> **DOCUMENT PASSAGE**:
* begin *

# Clothing and matting?



## Rocks (Jul 9, 2012)

I am curious is there any kind of clothing or material that is prone to matting on a Maltese? I've read a few posts about people saying that they had issues with clothing causing mats. So with a malty that has very fine cotton like fur that mats if you look at it I figured I'd ask to help prevent matting.


----------



## MaxisMommie (Jul 30, 2012)

Honestly, I pretty much have a problem with clothing on Maxi PERIOD. Everything I put on him seems to create some mats, however, it really depends on the amount of time he is wearing something too. I never leave anything on more than a couple hours because otherwise he has so many mats. That is pretty much the best solution I have come up with...


----------



## Ladysmom (Oct 19, 2004)

All clothing causes mats IMO. I keep Bailey in a Town & Country cut for just that reason.

Satin lined clothing causes less matting, but it limits your clothing choices. Bailey is pretty rough and tumble so he does best in knit "play clothes".


----------



## sassy's mommy (Aug 29, 2005)

When you dress your malt I think it is important to make sure they are brushed out well before dressing them. Also, immediately after you take their clothes off brush them out again. That way if there are mats you are addressing them before they get too out of hand. I personally don't experience any difference with the satin lined or the cotton lined clothes. But I brush Sassy before and after dressing her so mats are not a real problem.


----------



## Just A Girl (Oct 13, 2012)

Daisy has one little t-shirt that I got her & she haaaaaates it! So pretty much the only time I put it on her is she is acting like she's cold. She also has a cute little raincoat that I couldn't resist & she hates it too. *sigh* I see so many cute dresses & shirts but I know she doesn't like to be dressed, so don't buy anything.


----------



## Rocks (Jul 9, 2012)

Louie has a black t-shirt that says "I Rock" on the back and he doesn't mind it at all. I also have two coats for him, one lined with fake fur and that is the one I worry about the most. It just seems like it would help mat fur even though its probably the warmest coat I have for him.

* end *

> **RECORD EXCERPTS**:
* begin *

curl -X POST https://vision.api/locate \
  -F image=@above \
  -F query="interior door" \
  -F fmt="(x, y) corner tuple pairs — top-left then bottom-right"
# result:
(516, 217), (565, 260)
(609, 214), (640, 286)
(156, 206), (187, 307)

* end *

Continue the forum thread about clothing and matting on Maltese dogs, picking up after its last post.

> **TASK RESULT**:
----------



## sassy's mommy (Aug 29, 2005)

Just A Girl said:


> Daisy has one little t-shirt that I got her & she haaaaaates it! So pretty much the only time I put it on her is she is acting like she's cold. She also has a cute little raincoat that I couldn't resist & she hates it too. *sigh* I see so many cute dresses & shirts but I know she doesn't like to be dressed, so don't buy anything.


 Does the tee and the raincoat have sleeves? If so, that could be the problem. I think sleeves sometimes makes them feel restricted.


----------



## Rocks (Jul 9, 2012)

Ok, I think I'm going to have to get pictures of Louie is his various attire. Let me grab a camera and I'll head to the photos section of the forums, brb :chili:


----------



## Just A Girl (Oct 13, 2012)

sassy's mommy said:


> Does the tee and the raincoat have sleeves? If so, that could be the problem. I think sleeves sometimes makes them feel restricted.


the shirt has short sleeves, but the raincoat has no sleeves at all


----------



## jmm (Nov 23, 2004)

Roo wears a shirt or a sweater pretty much all winter...I just keep him clipped pretty short. No matting.


----------



## StevieB (Feb 2, 2012)

Rocks said:


> Ok, I think I'm going to have to get pictures of Louie is his various attire. Let me grab a camera and I'll head to the photos section of the forums, brb :chili:


Oh, gosh, Jerry. A man in a rock band who dresses his maltese. If I wasn't married you might be my dream guy! :wub:


----------



## Rocks (Jul 9, 2012)

His T-shirt and his winter coat both have sleeves and he doesn't mind, he isn't thrilled if I don't open the door but he tolerates them. He even puts his head right in so I don't have to play "chase the face".




StevieB said:


> Oh, gosh, Jerry. A man in a rock band who dresses his maltese. If I wasn't married you might be my dream guy! :wub:



How could you look at a face like this and not want to dress it up? lol











One of these days I need to either bother to set the time/date on the camera or turn it off, lol

Playing in a band is one of life's greatest pleasures, its about as enjoyable as having a Louie Dog for a best friend.


----------



## Grace'sMom (Feb 22, 2012)

I keep both Gus and Grace short. Grace wears clothes almost all year. Her body temp fluctuates too much.... But in a short cut, no problems with mats.


----------



## Zsa Zsa's Mom (Mar 11, 2012)

I JUST realised that my girl's winter jacket that's lined with fleece, is what caused her entire back and stomach to mat, and I usually keep her hair short, but now I have to shave her down completely as it's been spreading to her armpits and top of her thighs and while trying to comb out the mats, I hurt her and worsen the quality of her hair -which only leads to more matting.

I'm dreading it but I think I have to do an all over shave so her hair will get the chance to grow out healthy and not broken after all the mats I had to get rid of. =(

So in my book, stay away from fleece, it's the maltese's Kryptonite!!


----------



## silverhaven (Sep 6, 2009)

Both mine are in the Town and Country, so mainly ok, the only problem I find is if the dresses, or whatever, go down to where the tail curls over it, the tail then gets mega mats. Also sleeves and leggings cause mats.


----------



## Leila'sMommy (Oct 20, 2012)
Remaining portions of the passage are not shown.